_PROVIDED PASSAGE:_
----------
I was diagnosed with ADHD at 31, two years after I graduated from drama school as a mature student, and immediately the long list of things I’d been struggling with as an actor began to make so much sense. Things that my peers seemed to find so easy, such as being on time and being able to focus in lengthy rehearsals, had always been extremely challenging for me. Last year, I also discovered I’m autistic. I was finally able to understand how my conditions affected me as an actor and begin to work with my brain rather than against it.
There’s so much that can be done to make our industry more accessible for neurodivergent people, and it starts with awareness and education. I’m currently writing a book that will serve as a guide for neurodivergent actors so I can share what I’ve learned so far. I want others to know how to best equip themselves for the industry and feel empowered to ask for accommodations when needed.
However, the responsibility to make our industry more accessible cannot lie with actors alone. All creatives working within our field have a duty to educate themselves on the needs of neurodivergent actors and how best to support them, whether in an educational setting or a professional one.
Neurodivergent actors are not a burden; we are a vibrant and vital part of our industry who deserve to be supported and championed just like any other.
My advice to other ND women would be to firstly, learn as much as possible about your brain and the way it works. Sounds obvious, but it really is essential. Secondly, connect with other ND women in your field. Having support from others who understand your experiences and the barriers you face is invaluable. And finally, don’t be afraid to take up space!
----------
Saved data entries:
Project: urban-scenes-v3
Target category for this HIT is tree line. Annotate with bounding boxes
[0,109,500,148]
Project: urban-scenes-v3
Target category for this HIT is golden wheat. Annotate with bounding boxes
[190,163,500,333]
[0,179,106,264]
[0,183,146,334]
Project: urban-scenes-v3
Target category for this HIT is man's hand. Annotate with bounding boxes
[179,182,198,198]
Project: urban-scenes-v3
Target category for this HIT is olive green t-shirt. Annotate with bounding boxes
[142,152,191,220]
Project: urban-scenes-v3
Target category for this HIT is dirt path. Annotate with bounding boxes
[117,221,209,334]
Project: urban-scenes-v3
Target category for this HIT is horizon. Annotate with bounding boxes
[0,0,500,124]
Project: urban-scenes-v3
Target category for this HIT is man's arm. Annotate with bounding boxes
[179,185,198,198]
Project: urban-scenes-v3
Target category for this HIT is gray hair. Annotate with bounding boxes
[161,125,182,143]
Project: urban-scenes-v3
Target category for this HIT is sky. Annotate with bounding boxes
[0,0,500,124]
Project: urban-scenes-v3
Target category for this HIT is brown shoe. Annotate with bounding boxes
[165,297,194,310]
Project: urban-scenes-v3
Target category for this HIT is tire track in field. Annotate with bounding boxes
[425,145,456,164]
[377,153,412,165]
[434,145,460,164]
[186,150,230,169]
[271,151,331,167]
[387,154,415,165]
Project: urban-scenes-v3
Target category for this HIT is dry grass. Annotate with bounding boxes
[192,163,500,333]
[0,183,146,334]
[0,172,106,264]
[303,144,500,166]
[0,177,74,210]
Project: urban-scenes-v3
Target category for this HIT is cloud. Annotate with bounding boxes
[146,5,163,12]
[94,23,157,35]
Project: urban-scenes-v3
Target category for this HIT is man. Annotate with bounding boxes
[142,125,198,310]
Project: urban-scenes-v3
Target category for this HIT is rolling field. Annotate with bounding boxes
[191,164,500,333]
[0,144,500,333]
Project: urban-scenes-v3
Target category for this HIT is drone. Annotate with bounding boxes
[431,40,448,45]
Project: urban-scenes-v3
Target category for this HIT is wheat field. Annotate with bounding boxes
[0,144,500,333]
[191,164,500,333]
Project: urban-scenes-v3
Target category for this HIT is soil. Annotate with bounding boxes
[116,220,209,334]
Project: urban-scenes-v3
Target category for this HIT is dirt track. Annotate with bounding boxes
----------
_WHAT THE EXERCISE ASKS:_
For each statement below, say yes or no on whether it agrees with the text about neurodivergent actors, and quote the words from the text that decide it.
1. The writer was diagnosed with ADHD before going to drama school.
2. The writer is working on a book meant as a guide for neurodivergent actors.
3. The writer says making the industry more accessible is mainly up to actors.

_REPLY:_
1. No: "I was diagnosed with ADHD at 31, two years after I graduated from drama school as a mature student"
2. Yes: "I’m currently writing a book that will serve as a guide for neurodivergent actors"
3. No: "the responsibility to make our industry more accessible cannot lie with actors alone"